- _TEXT TO READ_

"""

Some economists were encouraged because the revised figures showed that consumer spending fell slightly less sharply than reported in the January estimate, while inventory levels rose a little less rapidly. At the same time, however, the improvement in the nation’s trade picture was not as large as had been projected.

As a result, Edward F. McKelvey, senior economist for Goldman, Sachs & Co, a New York investment banking firm, said the new figures “do not tell you a significantly different story. We still expect to see a sluggish rate of growth in the first half of this year. What happens after that will depend upon how quickly businesses made this correction to pare back their inventory levels.”

Donald Ratajczak, director of Georgia State University’s economic forecasting project, said the revisions “are small ones, and haven’t changed the fact that we still have a large inventory overhang.” However, he added that the changes “are in the right direction.”

"""

(Point placement records)
"""

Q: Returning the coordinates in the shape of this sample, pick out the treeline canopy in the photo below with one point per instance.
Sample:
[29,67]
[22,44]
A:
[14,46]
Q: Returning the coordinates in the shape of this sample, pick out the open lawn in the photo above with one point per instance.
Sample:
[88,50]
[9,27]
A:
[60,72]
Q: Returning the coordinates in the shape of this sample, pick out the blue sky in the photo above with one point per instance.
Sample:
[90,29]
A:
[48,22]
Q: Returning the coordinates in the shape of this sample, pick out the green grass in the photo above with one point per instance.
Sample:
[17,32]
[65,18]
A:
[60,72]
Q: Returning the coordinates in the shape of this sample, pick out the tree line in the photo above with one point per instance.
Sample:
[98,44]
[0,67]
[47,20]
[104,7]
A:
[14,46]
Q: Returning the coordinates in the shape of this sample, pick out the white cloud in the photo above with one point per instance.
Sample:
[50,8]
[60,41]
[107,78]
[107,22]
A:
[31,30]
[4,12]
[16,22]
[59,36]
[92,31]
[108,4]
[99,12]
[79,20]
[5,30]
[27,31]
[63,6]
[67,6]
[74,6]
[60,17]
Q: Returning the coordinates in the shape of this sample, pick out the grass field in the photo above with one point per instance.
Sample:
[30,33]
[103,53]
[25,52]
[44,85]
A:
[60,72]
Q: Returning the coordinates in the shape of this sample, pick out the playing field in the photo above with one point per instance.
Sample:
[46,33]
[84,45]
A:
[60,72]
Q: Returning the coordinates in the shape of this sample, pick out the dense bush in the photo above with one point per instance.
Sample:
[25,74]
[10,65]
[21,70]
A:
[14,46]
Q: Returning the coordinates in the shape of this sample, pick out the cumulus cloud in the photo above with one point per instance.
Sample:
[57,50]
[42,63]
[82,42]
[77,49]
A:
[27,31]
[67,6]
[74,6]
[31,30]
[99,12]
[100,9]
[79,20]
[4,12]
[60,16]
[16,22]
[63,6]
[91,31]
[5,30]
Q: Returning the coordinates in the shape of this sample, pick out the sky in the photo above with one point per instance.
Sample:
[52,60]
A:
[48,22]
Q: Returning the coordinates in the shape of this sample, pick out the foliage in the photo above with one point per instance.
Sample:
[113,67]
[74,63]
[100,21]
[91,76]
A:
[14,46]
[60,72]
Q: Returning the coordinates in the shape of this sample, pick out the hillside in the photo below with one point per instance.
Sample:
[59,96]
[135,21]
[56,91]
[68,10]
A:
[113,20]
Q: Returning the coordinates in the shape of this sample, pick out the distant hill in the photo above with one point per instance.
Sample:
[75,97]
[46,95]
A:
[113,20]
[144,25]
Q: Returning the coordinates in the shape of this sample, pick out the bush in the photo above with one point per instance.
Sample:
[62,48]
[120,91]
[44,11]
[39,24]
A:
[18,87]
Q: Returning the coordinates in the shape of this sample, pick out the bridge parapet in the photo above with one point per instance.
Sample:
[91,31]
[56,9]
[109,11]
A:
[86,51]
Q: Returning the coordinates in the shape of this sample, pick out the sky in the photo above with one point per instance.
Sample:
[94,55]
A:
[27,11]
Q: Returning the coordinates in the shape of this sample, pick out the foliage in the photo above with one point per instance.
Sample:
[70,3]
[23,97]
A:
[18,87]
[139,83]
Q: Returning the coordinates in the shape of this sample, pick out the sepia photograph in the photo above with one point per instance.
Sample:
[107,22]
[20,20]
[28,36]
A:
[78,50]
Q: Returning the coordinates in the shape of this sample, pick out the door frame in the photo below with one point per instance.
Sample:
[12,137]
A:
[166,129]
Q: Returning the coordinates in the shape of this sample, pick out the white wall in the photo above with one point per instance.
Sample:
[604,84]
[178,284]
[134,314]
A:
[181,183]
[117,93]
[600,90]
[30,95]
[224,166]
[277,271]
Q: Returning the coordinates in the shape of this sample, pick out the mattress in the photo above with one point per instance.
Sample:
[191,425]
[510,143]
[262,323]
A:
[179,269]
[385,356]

"""

- _SET PROBLEM 1_
Copy the passage on the revised economic figures verbatim, starting with "Some economists were" and going on through "had been projected.".
- _SET PROBLEM 2_
Report each line of the records that contains the string "grass", treating uppercase and lowercase as distinct.
The text and the records were taken from separate sources.

- _EXERCISE SOLUTION 1_
Some economists were encouraged because the revised figures showed that consumer spending fell slightly less sharply than reported in the January estimate, while inventory levels rose a little less rapidly. At the same time, however, the improvement in the nation’s trade picture was not as large as had been projected.

- _EXERCISE SOLUTION 2_
Q: Returning the coordinates in the shape of this sample, pick out the green grass in the photo above with one point per instance.
Q: Returning the coordinates in the shape of this sample, pick out the grass field in the photo above with one point per instance.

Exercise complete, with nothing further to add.